** Start Quoted passage **

CHANGELOG.md

# Changelog

## [Released] - 0.3.0 - Add `replace_content/3` operation

### Added
- **`replace_content/3` operation**: Replace all elements matching a CSS selector with HTML content
  - Finds elements using CSS selector and replaces them with new HTML content
  - The matched elements are removed from the document (as siblings are inserted before, then target is deleted)
  - Matched elements are destroyed to free memory (ModestEx is stateless, no undo needed)
  - Returns count of replaced elements
  - C implementation for optimal performance
  - Erlang wrapper with comprehensive documentation

### Technical Details
- Uses lexbor's CSS selector engine for matching
- Parses HTML fragments using `lxb_html_element_inner_html_set()`
- Inserts new content before matched element using `lxb_dom_node_insert_before()`
- Removes and destroys matched element using `lxb_dom_node_remove()` and `lxb_dom_node_destroy_deep()`
- Elements without a parent (document root) are skipped
- Replace with empty string effectively removes elements
- O(n + m + k×m') complexity where n=DOM nodes, m=HTML length, k=matches, m'=parsed nodes

## [Unreleased] - Add `insert_after_content/3` operation

### Added
- **`insert_after_content/3` operation**: Insert HTML content AFTER all elements matching a CSS selector
  - Inserts as SIBLINGS (like insert_before), positioned AFTER the matched element
  - Content is inserted in the parent's child list just after each matched element
  - Combines CSS selector matching, HTML parsing, and DOM manipulation in a single atomic operation
  - Returns count of processed elements
  - C implementation for optimal performance
  - Erlang wrapper with comprehensive documentation

### Technical Details
- Uses lexbor's CSS selector engine for matching
- Parses HTML fragments using `lxb_html_element_inner_html_set()`
- Uses `lxb_dom_node_insert_after()` with target element as reference
- **Important**: Inserts nodes in REVERSE order to maintain correct document order
- Elements without a parent (document root) are skipped
- O(n + m + k×m') complexity where n=DOM nodes, m=HTML length, k=matches, m'=parsed nodes

## [Unreleased] - Add `insert_before_content/3` operation

### Added
- **`insert_before_content/3` operation**: Insert HTML content BEFORE all elements matching a CSS selector
  - **Key difference from append/prepend**: Inserts as SIBLINGS, not as children
  - Content is inserted in the parent's child list just before each matched element
  - Combines CSS selector matching, HTML parsing, and DOM manipulation in a single atomic operation
  - Returns count of processed elements
  - C implementation for optimal performance
  - Erlang wrapper with comprehensive documentation

### Technical Details
- Uses lexbor's CSS selector engine for matching
- Parses HTML fragments using `lxb_html_element_inner_html_set()`
- Uses `lxb_dom_node_insert_before()` with target element as reference
- Elements without a parent (document root) are skipped
- Maintains document order when inserting multiple nodes
- O(n + m + k×m') complexity where n=DOM nodes, m=HTML length, k=matches, m'=parsed nodes

## [Released] - 0.2.0 - Add `prepend_content/3` operation

### Added
- **`prepend_content/3` operation**: Prepend HTML content to all elements matching a CSS selector
  - Inserts content as first child (before existing children)

** End Quoted passage **
** Start Entries supplied **

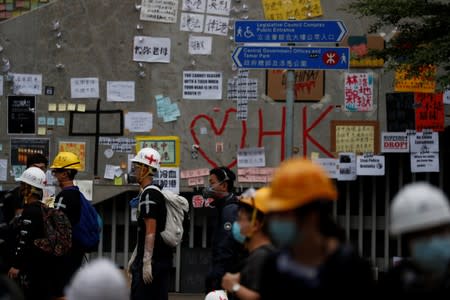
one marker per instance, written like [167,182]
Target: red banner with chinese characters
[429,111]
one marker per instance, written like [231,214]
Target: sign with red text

** End Entries supplied **
** Start Entries supplied **

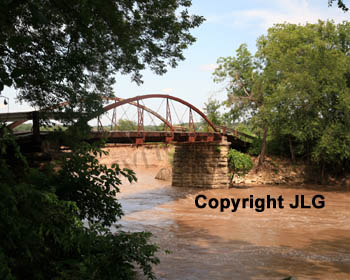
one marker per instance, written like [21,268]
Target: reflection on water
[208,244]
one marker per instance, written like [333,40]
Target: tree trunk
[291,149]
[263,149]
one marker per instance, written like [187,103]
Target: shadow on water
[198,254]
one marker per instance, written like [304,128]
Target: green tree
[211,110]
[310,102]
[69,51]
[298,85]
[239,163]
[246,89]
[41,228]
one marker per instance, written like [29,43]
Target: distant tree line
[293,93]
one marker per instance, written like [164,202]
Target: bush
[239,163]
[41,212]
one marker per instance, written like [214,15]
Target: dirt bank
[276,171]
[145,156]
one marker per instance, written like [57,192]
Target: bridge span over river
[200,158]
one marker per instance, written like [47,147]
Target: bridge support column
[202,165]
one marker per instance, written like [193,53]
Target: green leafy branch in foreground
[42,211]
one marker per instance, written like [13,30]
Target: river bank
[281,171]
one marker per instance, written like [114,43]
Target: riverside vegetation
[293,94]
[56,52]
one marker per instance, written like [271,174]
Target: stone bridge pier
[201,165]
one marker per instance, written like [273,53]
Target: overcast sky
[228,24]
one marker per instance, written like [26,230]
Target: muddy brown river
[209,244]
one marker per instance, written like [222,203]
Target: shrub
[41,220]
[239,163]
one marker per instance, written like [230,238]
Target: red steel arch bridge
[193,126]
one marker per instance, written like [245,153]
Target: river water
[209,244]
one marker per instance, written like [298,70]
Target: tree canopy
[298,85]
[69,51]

** End Entries supplied **
** Start Entries supplied **

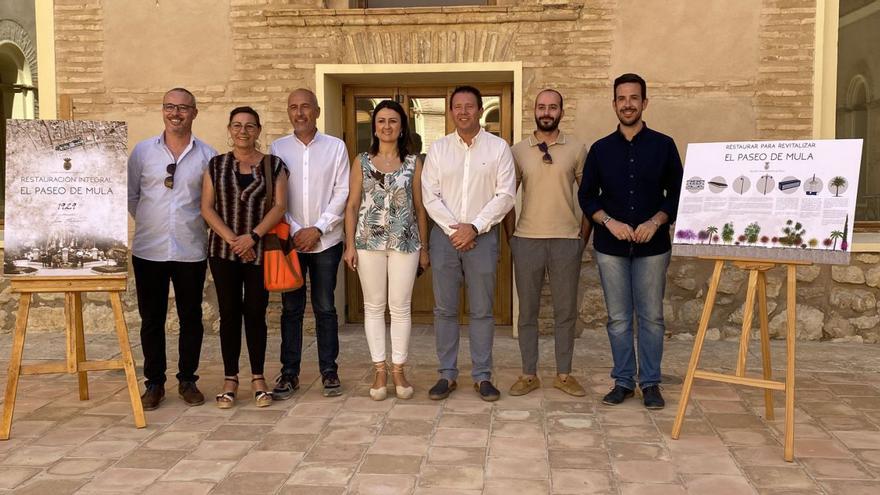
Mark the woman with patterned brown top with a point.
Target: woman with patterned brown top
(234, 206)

** End Entries supplied **

Given request A:
Per the changelog, in what order does `insert_after_content/3` insert nodes to keep the correct document order?
Given request B:
Copy the part of the changelog starting at "## [Released] - 0.2.0" and ending at "(before existing children)".

Full answer A:
In reverse order.

Full answer B:
## [Released] - 0.2.0 - Add `prepend_content/3` operation

### Added
- **`prepend_content/3` operation**: Prepend HTML content to all elements matching a CSS selector
  - Inserts content as first child (before existing children)